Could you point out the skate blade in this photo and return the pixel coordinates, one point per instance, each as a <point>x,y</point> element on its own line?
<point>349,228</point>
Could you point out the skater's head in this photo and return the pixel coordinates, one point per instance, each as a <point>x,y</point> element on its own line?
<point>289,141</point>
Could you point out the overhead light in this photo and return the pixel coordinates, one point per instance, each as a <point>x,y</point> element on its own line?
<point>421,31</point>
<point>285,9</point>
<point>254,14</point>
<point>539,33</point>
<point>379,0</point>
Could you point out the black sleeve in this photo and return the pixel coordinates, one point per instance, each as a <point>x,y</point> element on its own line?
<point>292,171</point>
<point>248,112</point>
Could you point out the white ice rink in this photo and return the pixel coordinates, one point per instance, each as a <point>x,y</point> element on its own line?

[The exercise]: Put the material from the line with "Could you point out the skater's" to the line with "<point>248,112</point>" into a CSV with the two columns text and answer. Give one row for each text and its full answer, with each field in quotes and line breaks changed to spaces.

[Written answer]:
text,answer
"Could you point out the skater's head in this photo and return the pixel coordinates, one point per instance, each as a <point>x,y</point> element on its own line?","<point>289,141</point>"
"Could you point out the overhead light in this photo and return the pixel coordinates, one point per instance, each as a <point>x,y</point> element on its own line?","<point>421,31</point> <point>285,9</point> <point>254,14</point> <point>539,33</point> <point>379,0</point>"
"Could you point out the black sleeve in this photo and return the pixel coordinates, one point per instance, each as a <point>x,y</point> element on its own line?","<point>292,171</point> <point>248,112</point>"